**Text section**

——————————

There's a bit of conventional wisdom out there about how couples should handle a disagreement. It goes - never go to bed angry. Well, I personally have no problem doing this, which maybe explains my relationships. But the idea is, it is better to hash things out as soon as possible rather than let things fester. As Rhaina Cohen argues, though, in a new piece in The Atlantic magazine, that conventional wisdom may be due for an update. Hey, Rhaina. Welcome.

RHAINA COHEN, BYLINE: So happy to be talking to you.

CHANG: So happy to be talking to you. OK, so there are a lot of people out there, I bet, who are listening to this right now and thinking, wait, what? Like, you want me to go to bed angry? That is a good thing? How does going to bed angry actually help?

COHEN: So the idea of going to bed angry came through in conversations that I had with several pairs of people who have tried a system just like this. And they've found that if you're trying to deal with some kind of conflict while you are angry, you're just not going to be able to get to a place where you're problem-solving. You're too worried about trying to win, about trying to prove that you're right and the other person's wrong. So, yeah, maybe you can - you have let out all of your anger, and you have vented by the time you went to bed, but you probably haven't repaired anything in the relationship, or you may have even risked creating new problems in the relationship.

CHANG: Right. Like, you get lost in the heat of the moment.

COHEN: Exactly, yeah.

CHANG: OK. And you tell the story of this one particular couple, Liz Cutler and Tom Kreutz. And, you know, they apparently have been practicing this method for 40 years, not - you know, not talking about things in the moment and letting their anger diffuse. How did they even develop that system?

COHEN: Yeah, I mean, they are kind of a riot. They met through an argument.

CHANG: (Laughter).

COHEN: You know, they have one of the most sort of romantic, loving relationships that I think I have ever encountered. But certainly, in the beginning, it's a very heated relationship, and they talk about the way that their passion and their fervor is the thing that drew them together but also created a lot of conflict. And what they ended up figuring out a few years into their relationship, when they were just in their 20s, was that they wanted to have these sorts of check-ins - they frame them around contracts that they would write - to try to solve problems in their relationship. And over time, that became a standard part of their relationship. Every year - and then later it became every few months - they would have these conversations.

——————————

**Records**
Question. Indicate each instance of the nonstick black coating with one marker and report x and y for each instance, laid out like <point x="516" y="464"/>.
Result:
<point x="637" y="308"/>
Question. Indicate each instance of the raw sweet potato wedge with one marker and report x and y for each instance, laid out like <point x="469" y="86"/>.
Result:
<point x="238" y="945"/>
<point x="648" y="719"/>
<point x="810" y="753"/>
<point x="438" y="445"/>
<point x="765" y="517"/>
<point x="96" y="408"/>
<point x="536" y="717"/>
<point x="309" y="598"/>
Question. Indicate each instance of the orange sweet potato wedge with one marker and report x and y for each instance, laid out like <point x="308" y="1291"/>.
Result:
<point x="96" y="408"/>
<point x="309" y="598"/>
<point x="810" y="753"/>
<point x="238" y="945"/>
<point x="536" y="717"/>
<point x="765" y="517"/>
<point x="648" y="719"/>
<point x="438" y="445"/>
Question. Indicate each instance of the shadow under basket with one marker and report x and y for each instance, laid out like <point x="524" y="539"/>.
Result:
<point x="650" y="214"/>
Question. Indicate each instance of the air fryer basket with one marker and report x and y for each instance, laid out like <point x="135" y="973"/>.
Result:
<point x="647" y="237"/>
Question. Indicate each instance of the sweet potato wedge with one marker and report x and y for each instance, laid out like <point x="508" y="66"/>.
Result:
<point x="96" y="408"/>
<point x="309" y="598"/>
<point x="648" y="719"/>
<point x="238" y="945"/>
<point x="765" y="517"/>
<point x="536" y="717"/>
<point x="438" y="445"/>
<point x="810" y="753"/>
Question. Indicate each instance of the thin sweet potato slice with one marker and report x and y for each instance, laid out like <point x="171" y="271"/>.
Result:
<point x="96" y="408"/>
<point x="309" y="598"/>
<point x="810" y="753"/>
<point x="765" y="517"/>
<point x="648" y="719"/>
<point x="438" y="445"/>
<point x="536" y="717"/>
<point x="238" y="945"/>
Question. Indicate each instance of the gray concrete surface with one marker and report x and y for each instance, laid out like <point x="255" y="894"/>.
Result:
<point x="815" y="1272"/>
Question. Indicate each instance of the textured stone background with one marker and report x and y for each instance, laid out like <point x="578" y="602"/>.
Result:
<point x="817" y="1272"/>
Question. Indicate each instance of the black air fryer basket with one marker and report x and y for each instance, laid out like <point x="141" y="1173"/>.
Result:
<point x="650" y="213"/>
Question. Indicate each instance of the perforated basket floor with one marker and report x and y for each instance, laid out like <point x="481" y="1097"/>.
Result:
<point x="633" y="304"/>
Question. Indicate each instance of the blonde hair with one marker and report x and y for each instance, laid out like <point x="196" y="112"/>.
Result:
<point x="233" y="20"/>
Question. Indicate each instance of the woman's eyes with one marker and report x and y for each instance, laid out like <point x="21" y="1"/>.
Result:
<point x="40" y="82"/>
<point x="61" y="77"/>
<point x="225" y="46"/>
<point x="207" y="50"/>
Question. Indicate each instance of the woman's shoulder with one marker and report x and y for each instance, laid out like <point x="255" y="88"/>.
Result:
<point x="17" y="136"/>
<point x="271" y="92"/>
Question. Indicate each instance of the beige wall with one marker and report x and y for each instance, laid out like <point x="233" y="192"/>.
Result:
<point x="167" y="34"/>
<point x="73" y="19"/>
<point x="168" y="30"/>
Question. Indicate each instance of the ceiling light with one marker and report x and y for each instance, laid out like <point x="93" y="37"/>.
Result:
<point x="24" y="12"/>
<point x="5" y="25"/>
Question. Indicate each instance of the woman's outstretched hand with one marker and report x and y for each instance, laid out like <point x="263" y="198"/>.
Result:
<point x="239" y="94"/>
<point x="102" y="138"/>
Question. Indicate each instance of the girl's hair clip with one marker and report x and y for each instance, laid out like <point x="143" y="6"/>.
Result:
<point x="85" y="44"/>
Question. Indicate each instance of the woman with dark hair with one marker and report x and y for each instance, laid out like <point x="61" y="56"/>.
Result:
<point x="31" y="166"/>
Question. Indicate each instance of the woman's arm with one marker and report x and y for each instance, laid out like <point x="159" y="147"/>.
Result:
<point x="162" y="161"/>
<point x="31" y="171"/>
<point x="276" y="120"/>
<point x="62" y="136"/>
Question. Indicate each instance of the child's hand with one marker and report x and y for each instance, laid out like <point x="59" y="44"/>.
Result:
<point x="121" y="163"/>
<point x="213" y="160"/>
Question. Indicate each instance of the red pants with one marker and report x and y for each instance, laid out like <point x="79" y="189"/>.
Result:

——————————

**Given request 1**
Reproduce the portion of the interview on going to bed angry starting at "CHANG: (Laughter)." and ending at "have these conversations.", word for word.
**Given request 2**
Collect every line of the rows that contains the word "basket".
The text and the rows were taken from separate sources.

**Full response 1**
CHANG: (Laughter).

COHEN: You know, they have one of the most sort of romantic, loving relationships that I think I have ever encountered. But certainly, in the beginning, it's a very heated relationship, and they talk about the way that their passion and their fervor is the thing that drew them together but also created a lot of conflict. And what they ended up figuring out a few years into their relationship, when they were just in their 20s, was that they wanted to have these sorts of check-ins - they frame them around contracts that they would write - to try to solve problems in their relationship. And over time, that became a standard part of their relationship. Every year - and then later it became every few months - they would have these conversations.

**Full response 2**
Question. Indicate each instance of the shadow under basket with one marker and report x and y for each instance, laid out like <point x="524" y="539"/>.
Question. Indicate each instance of the air fryer basket with one marker and report x and y for each instance, laid out like <point x="135" y="973"/>.
Question. Indicate each instance of the black air fryer basket with one marker and report x and y for each instance, laid out like <point x="141" y="1173"/>.
Question. Indicate each instance of the perforated basket floor with one marker and report x and y for each instance, laid out like <point x="481" y="1097"/>.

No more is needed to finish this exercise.